__Consigne donnée__: Reprenez mot pour mot, s'il vous plaît, le passage du texte sur la ville qui commence par les mots contenant « Quelle ville ? Celle » et se termine par « de leur déroute. ».

La ville est là

« Parmi ceux qui ont décrit Paris, Balzac est, pour ainsi dire, le primitif ; ses personnages sont plus grands que les rues dans lesquelles ils circulent. Baudelaire est le premier qui ait évoqué la mer des immeubles avec ses vagues hautes de plusieurs étages. Peut-être en corrélation avec Haussmann. »

Walter Benjamin (Paris, capitale du XIXe siècle)



La ville est là. Elle tient sa place en creux des souvenirs. La ville est là, exaspérante. Elle est autour, avec et en nous. Elle est là. On la porte. Des traces qui tremblent dans les plis de la mémoire et de l’écriture.

Quelle ville ? Celle où l’on attend un train, un autobus, un silence qui déchirerait le bruit. C’est le beau texte Attendre que nous a proposé Frédéric Lefebvre.

« pour chaque mot il possède un silence, il le laisse durer, il le cultive, lui donne plus d’ampleur, derrière chaque mot qui traîne il trouve un silence nouveau », répondrait
Rémi Froger (le cahier de création de la Revue d’automne 2 est particulièrement riche… et vous aurez remarqué que celle-ci a changé de rythme ; désormais un nouveau numéro tous les deux mois). Les fragments du Routes, repérages de Rémi Froger s’enroulent en abyme d’asphalte autour des personnages, et de leur déroute.

[Enregistrements issus d'une source de données]
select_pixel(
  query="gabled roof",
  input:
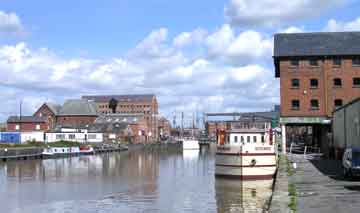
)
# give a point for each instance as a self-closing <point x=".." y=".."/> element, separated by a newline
<point x="26" y="119"/>
<point x="121" y="98"/>
<point x="116" y="118"/>
<point x="55" y="108"/>
<point x="317" y="44"/>
<point x="78" y="107"/>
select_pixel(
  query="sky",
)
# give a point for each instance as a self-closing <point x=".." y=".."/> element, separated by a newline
<point x="195" y="56"/>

__Solution proposée__:
Quelle ville ? Celle où l’on attend un train, un autobus, un silence qui déchirerait le bruit. C’est le beau texte Attendre que nous a proposé Frédéric Lefebvre.

« pour chaque mot il possède un silence, il le laisse durer, il le cultive, lui donne plus d’ampleur, derrière chaque mot qui traîne il trouve un silence nouveau », répondrait
Rémi Froger (le cahier de création de la Revue d’automne 2 est particulièrement riche… et vous aurez remarqué que celle-ci a changé de rythme ; désormais un nouveau numéro tous les deux mois). Les fragments du Routes, repérages de Rémi Froger s’enroulent en abyme d’asphalte autour des personnages, et de leur déroute.